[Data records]
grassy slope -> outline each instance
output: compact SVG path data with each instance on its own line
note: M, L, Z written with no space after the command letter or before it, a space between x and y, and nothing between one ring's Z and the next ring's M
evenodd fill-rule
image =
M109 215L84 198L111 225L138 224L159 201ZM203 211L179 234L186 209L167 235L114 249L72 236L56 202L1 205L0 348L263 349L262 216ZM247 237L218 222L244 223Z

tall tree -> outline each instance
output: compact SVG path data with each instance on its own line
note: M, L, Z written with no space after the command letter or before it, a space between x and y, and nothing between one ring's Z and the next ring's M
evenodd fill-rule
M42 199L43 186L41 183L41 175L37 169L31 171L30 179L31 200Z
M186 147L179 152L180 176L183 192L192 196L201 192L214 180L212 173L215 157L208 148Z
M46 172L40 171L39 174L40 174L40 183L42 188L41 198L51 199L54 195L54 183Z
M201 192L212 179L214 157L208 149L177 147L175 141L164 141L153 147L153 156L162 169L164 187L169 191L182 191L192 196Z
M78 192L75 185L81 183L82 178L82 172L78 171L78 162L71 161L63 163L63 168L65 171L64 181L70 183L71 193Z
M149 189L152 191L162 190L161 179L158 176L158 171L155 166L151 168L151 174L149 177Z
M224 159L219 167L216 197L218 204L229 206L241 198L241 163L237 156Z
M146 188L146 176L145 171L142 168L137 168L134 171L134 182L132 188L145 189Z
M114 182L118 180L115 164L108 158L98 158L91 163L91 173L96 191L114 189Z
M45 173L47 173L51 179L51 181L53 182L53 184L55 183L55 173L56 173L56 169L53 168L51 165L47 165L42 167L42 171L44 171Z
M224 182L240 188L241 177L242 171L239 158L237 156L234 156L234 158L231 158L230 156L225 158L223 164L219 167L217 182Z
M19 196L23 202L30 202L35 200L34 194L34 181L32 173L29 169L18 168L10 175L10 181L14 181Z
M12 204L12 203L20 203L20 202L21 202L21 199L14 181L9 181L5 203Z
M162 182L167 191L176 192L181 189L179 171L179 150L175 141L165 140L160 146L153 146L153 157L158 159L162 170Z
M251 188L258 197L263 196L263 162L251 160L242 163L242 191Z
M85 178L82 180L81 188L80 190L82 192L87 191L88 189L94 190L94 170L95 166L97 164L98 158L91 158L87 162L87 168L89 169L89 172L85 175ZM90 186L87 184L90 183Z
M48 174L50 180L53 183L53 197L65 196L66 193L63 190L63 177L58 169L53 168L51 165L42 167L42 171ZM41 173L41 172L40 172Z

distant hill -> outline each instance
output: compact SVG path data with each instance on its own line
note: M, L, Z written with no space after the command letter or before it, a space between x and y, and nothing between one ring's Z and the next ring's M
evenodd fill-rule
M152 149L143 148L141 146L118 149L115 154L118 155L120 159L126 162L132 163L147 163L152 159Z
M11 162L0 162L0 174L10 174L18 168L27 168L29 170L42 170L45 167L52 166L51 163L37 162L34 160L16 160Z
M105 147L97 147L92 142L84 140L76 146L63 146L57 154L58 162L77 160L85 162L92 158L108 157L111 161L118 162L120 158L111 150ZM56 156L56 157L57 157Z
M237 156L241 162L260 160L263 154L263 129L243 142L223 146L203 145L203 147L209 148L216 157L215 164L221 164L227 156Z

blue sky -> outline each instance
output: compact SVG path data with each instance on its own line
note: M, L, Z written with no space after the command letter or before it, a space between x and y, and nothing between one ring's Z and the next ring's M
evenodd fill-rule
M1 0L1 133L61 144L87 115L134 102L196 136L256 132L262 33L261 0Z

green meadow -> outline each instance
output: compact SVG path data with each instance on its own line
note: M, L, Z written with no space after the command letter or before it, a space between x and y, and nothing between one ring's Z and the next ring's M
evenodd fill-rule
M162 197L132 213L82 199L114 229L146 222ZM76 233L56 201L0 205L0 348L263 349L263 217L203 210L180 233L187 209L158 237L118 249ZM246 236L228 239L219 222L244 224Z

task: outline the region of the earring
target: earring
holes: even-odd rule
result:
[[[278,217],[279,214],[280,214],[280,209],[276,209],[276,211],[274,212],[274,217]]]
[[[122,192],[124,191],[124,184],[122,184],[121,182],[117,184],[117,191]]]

• **EXERCISE DIRECTIONS**:
All of the data above should be output exactly.

• **COMPLETED EXERCISE**:
grassy slope -> outline each instance
output: compact SVG path data with each instance on its own line
note: M, L, Z written with no space after the command letter or before it, a space between x and y, and nothing between one ring's Z and the next ring's M
evenodd fill-rule
image =
M109 215L84 198L111 225L138 224L159 201ZM203 211L179 234L186 209L167 235L114 249L72 236L56 202L1 205L0 348L263 349L262 216ZM247 237L218 222L244 223Z

tall tree -> outline each instance
output: compact SVG path data with each instance on its own line
note: M, L, Z written with no space after the command letter or before it, a space between x and y, and nothing between one ring's Z and the next ring's M
evenodd fill-rule
M42 199L43 186L41 183L41 175L37 169L31 171L30 179L31 200Z
M186 147L179 152L180 176L183 192L192 196L201 192L214 180L212 173L215 157L208 148Z
M46 172L40 171L39 174L40 174L40 183L42 188L41 198L51 199L54 195L54 183Z
M201 192L212 179L214 157L208 149L177 147L175 141L164 141L153 147L153 156L162 169L164 187L169 191L182 191L192 196Z
M78 192L75 185L81 183L82 178L82 172L78 171L78 162L71 161L63 163L63 168L65 171L64 181L70 183L71 193Z
M149 189L152 191L162 190L161 179L158 176L158 171L155 166L151 168L151 174L149 177Z
M224 159L219 167L216 197L218 204L229 206L241 198L241 163L237 156Z
M146 188L146 176L145 171L142 168L137 168L134 171L134 182L132 188L145 189Z
M114 182L118 180L115 164L108 158L98 158L91 163L91 173L96 191L114 189Z
M45 173L47 173L51 179L51 181L53 182L53 184L55 183L55 173L56 173L56 169L53 168L51 165L47 165L42 167L42 171L44 171Z
M224 182L240 188L241 177L242 171L239 158L237 156L234 156L234 158L231 158L230 156L225 158L223 164L219 167L217 182Z
M19 196L23 202L30 202L35 200L34 194L34 181L32 173L29 169L18 168L10 175L10 181L14 181Z
M12 204L12 203L20 203L20 202L21 202L21 199L14 181L9 181L5 203Z
M162 182L167 191L176 192L181 189L179 171L179 150L175 141L165 140L160 146L153 146L153 157L158 159L162 170Z
M251 188L258 197L263 196L263 162L251 160L242 163L242 191Z
M85 178L82 180L81 188L80 190L82 192L87 191L88 189L94 190L94 170L95 166L97 164L98 158L91 158L87 162L87 168L89 169L89 172L85 175ZM90 186L87 184L90 183Z
M48 174L50 180L53 183L53 197L65 196L66 193L63 190L63 177L58 169L53 168L51 165L42 167L42 171ZM41 173L41 172L40 172Z

distant hill -> outline each instance
output: compact SVG path data with each instance on its own line
note: M, L, Z written with no space after the command letter or before it, a space between x and y, and nothing between one ring's Z and the next ring's M
evenodd fill-rule
M152 149L143 148L141 146L118 149L115 154L118 155L120 159L126 162L132 163L147 163L152 159Z
M11 162L0 162L0 174L10 174L18 168L27 168L29 170L42 170L45 167L52 166L51 163L37 162L34 160L16 160Z
M105 147L97 147L92 142L84 140L76 146L63 146L57 154L58 162L77 160L85 162L92 158L108 157L111 161L118 162L120 158L111 150ZM56 156L56 157L57 157Z
M237 156L241 162L260 160L263 154L263 129L243 142L223 146L203 145L203 147L209 148L216 157L215 164L221 164L227 156Z

blue sky -> outline each instance
output: compact SVG path data with each instance on its own line
note: M, L, Z written with no space after the command letter or before it, a space between x and y, and nothing between one ring's Z and the next ring's M
evenodd fill-rule
M1 0L1 133L61 144L87 115L134 102L196 136L256 132L262 33L261 0Z

green meadow -> outline each instance
output: compact SVG path data with each instance on its own line
note: M, L, Z written with no space after the command letter or before it, a space between x and y, and nothing between one ring's Z and the next ring's M
evenodd fill-rule
M162 197L132 213L82 199L114 229L146 222ZM76 233L56 201L0 205L0 348L263 349L263 217L203 210L180 233L187 209L158 237L118 249ZM246 236L228 239L219 222L244 224Z

task: outline the region of the earring
target: earring
holes: even-odd rule
result:
[[[278,217],[279,214],[280,214],[280,209],[276,209],[276,211],[274,212],[274,217]]]
[[[122,192],[124,191],[124,184],[122,184],[121,182],[117,184],[117,191]]]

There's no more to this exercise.